• Written problem
Rewrite the entries below with every instance of "sports performance review" changed to "bakery display audit", keeping everything else the same.

• Records for this task

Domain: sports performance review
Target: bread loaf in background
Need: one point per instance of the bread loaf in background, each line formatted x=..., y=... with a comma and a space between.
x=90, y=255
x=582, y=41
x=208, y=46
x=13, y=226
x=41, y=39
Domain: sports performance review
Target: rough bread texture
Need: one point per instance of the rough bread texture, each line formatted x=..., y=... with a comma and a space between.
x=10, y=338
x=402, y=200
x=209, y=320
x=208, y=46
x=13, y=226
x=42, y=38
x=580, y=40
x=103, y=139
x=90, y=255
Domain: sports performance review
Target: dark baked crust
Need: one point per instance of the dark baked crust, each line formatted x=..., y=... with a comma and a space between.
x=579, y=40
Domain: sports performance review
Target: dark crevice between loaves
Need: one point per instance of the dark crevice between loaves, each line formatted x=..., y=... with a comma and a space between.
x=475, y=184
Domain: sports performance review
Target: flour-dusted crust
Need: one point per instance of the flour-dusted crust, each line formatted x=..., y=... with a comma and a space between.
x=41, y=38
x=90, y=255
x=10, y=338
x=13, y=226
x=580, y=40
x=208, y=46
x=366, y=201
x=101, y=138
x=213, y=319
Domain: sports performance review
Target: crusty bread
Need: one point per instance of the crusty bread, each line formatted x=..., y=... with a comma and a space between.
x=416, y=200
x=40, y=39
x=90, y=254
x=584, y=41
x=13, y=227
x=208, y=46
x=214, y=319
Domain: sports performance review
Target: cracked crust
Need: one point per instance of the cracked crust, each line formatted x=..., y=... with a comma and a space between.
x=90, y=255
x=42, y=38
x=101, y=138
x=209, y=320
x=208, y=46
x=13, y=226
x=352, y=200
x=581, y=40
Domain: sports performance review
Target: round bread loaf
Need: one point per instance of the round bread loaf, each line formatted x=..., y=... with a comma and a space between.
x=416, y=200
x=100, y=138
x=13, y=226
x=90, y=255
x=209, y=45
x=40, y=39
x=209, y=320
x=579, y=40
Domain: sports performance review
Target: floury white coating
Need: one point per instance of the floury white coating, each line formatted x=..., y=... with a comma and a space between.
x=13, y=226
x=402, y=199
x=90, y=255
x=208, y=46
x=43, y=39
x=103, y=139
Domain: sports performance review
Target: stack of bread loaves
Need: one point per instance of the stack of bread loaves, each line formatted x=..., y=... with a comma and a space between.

• Task answer
Domain: bakery display audit
Target: bread loaf in background
Need: one point per instance of the bread loaf in background, each line formatted x=..., y=... with a comma and a space between.
x=90, y=255
x=582, y=41
x=208, y=46
x=13, y=226
x=41, y=39
Domain: bakery display audit
Target: rough bread texture
Need: one point per instance of the rough bread texture, each line formatted x=..., y=... with a comma and a space between.
x=10, y=338
x=402, y=200
x=209, y=320
x=208, y=46
x=13, y=226
x=42, y=38
x=580, y=40
x=103, y=139
x=90, y=255
Domain: bakery display audit
Target: dark baked crust
Need: one point per instance of the dark baked crust, each line formatted x=..., y=... with a comma and a space between.
x=579, y=40
Domain: bakery display audit
Target: dark crevice between loaves
Need: one point per instance of the dark crevice between loaves, each line formatted x=..., y=... with a comma and a space between.
x=475, y=184
Domain: bakery display audit
Target: flour-dusted crust
Need: one point per instance of the flour-dusted crust, each line formatted x=..., y=... with a comma and a space between.
x=41, y=38
x=90, y=255
x=10, y=338
x=13, y=226
x=580, y=40
x=208, y=46
x=366, y=201
x=101, y=138
x=213, y=319
Domain: bakery display audit
Target: crusty bread
Need: one point per instance of the crusty bread, each line formatted x=..., y=... with a comma and a space between.
x=416, y=200
x=40, y=39
x=90, y=254
x=584, y=41
x=13, y=227
x=208, y=46
x=214, y=319
Domain: bakery display audit
Target: cracked crust
Need: one point per instance of the cracked crust, each line formatted x=..., y=... with a comma and a space between.
x=90, y=255
x=42, y=38
x=101, y=138
x=209, y=320
x=208, y=46
x=13, y=226
x=352, y=200
x=581, y=40
Domain: bakery display audit
Target: round bread loaf
Need: one point per instance of the round bread loaf, each line formatted x=..., y=... with a comma and a space between.
x=416, y=200
x=100, y=138
x=13, y=226
x=90, y=255
x=209, y=45
x=40, y=39
x=209, y=320
x=579, y=40
Domain: bakery display audit
Target: floury white coating
Need: one point per instance of the floury white coating, each line formatted x=..., y=... with a comma and a space between.
x=13, y=226
x=402, y=199
x=90, y=255
x=208, y=46
x=43, y=39
x=103, y=139
Domain: bakery display audit
Target: stack of bread loaves
Need: one point per instance of the stack of bread loaves, each line formatted x=..., y=... with a comma and a space between.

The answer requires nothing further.